Data extract ->

————————

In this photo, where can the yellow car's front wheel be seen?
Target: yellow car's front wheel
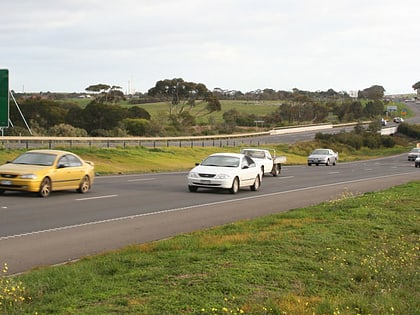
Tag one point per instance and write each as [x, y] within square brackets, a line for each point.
[84, 185]
[45, 189]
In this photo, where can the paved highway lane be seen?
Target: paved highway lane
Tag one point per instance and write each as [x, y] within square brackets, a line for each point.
[129, 209]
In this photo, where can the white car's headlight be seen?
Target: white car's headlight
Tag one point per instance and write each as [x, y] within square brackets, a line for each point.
[222, 176]
[28, 176]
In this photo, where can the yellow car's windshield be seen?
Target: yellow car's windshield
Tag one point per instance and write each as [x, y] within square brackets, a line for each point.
[43, 159]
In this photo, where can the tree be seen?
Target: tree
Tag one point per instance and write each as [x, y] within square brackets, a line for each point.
[184, 96]
[374, 108]
[416, 87]
[375, 92]
[102, 116]
[106, 93]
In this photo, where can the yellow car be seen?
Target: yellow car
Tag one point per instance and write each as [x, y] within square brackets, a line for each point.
[44, 171]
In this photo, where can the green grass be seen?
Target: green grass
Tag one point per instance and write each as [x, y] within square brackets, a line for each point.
[353, 255]
[148, 160]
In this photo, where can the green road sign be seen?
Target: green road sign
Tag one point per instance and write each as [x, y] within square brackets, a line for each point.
[4, 98]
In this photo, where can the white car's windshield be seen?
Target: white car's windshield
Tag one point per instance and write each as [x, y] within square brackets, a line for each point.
[221, 160]
[321, 152]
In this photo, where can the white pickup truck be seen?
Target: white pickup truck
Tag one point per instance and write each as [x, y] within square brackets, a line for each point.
[268, 161]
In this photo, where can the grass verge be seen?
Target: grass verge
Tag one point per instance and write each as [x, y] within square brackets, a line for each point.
[353, 255]
[165, 159]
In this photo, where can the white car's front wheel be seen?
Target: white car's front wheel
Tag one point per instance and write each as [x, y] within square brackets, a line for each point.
[235, 186]
[257, 184]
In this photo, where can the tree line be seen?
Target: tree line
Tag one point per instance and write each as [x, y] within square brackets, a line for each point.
[104, 116]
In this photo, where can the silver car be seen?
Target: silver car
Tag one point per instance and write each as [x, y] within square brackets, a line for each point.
[323, 156]
[413, 154]
[230, 171]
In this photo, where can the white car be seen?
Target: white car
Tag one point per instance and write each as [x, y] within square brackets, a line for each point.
[413, 154]
[230, 171]
[323, 156]
[417, 162]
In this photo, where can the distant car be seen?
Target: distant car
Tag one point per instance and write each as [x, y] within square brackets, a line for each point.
[230, 171]
[417, 162]
[413, 154]
[44, 171]
[323, 156]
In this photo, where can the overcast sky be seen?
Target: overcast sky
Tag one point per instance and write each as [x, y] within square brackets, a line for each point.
[244, 45]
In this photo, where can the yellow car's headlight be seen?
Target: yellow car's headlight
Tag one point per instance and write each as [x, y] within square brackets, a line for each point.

————————

What you have to do -> Set down the entire material verbatim, with each picture left out.

Task result ->
In this photo, where can the yellow car's front wheel be seen?
Target: yellow car's front wheel
Tag one point per instance and write each as [x, y] within square brackets, a line for each point.
[84, 185]
[45, 189]
In this photo, where can the paved highway lane be seen?
Target: paved highway lane
Tag one point per instance and write each as [x, y] within square brackets, a line for each point.
[129, 209]
In this photo, where can the white car's headlight be seen?
Target: white car's headlight
Tag one point per instance and write each as [x, y] within square brackets, a line for each point.
[222, 176]
[28, 176]
In this photo, where can the yellow car's windshield be seen?
Target: yellow car's windshield
Tag one point per instance and write each as [x, y] within square brackets, a line for each point.
[43, 159]
In this photo, where can the tree be seen?
Target: tree
Tag one point per instance and write each as [x, y] within square brackets, a line for each point.
[184, 96]
[374, 108]
[416, 87]
[375, 92]
[102, 116]
[106, 93]
In this photo, where can the yellow car be seen?
Target: yellow car
Tag one point per instance and write each as [x, y] within square brackets, a line for each point.
[44, 171]
In this photo, where can the green grass be seen?
Target: green grass
Tag one point per instance and write each as [x, y] within square brackets, a line for each point.
[353, 255]
[148, 160]
In this photo, where can the green road sign be seen?
Target: green road sign
Tag one point per instance and write each as [x, y] within square brackets, a line for each point.
[4, 98]
In this photo, where can the white car's windshield be seen?
Target: white car's windshield
Tag one point per instance and write each as [x, y] within square brackets, a line for each point.
[221, 160]
[321, 152]
In this photo, where can the white pickup truck be seen?
Target: white pickup truck
Tag one point per instance and write each as [x, y] within square brackets, a line for each point.
[268, 161]
In this photo, where can the grass verge be seen?
Target: grass verge
Tag one point per instance and write each as [x, y] within square brackets, a line for each point.
[353, 255]
[165, 159]
In this photo, where can the white car's front wheel be seen?
Target: white car's front wheel
Tag one point per instance and write each as [x, y] within square brackets, a line for each point.
[235, 186]
[257, 184]
In this photo, where can the tree line be seen?
Target: tree line
Tag one point per instance and write each as [x, y] within square brackets, a line for each point.
[104, 116]
In this photo, where can the silver car be seen?
Target: silver car
Tag one point per instance and write each as [x, y] within square brackets, a line for each point.
[323, 156]
[413, 154]
[230, 171]
In this photo, where can the white car be seen?
Target: white car
Tag one point per instance and write each as [x, y] within square brackets, a line for each point.
[413, 154]
[230, 171]
[323, 156]
[417, 162]
In this photo, where can the distant car be seen?
Target: distant car
Tag one point per instance and write each as [x, y] within square brackets, a line for each point.
[230, 171]
[417, 162]
[413, 154]
[44, 171]
[323, 156]
In this photo, where can the overcast sky be seen?
Target: overcast sky
Tag one point per instance and write each as [x, y] within square brackets, a line for each point.
[244, 45]
In this photo, where can the yellow car's headlight be seen?
Target: yellow car's headlight
Tag one point per instance and write each as [x, y] within square brackets, a line for each point.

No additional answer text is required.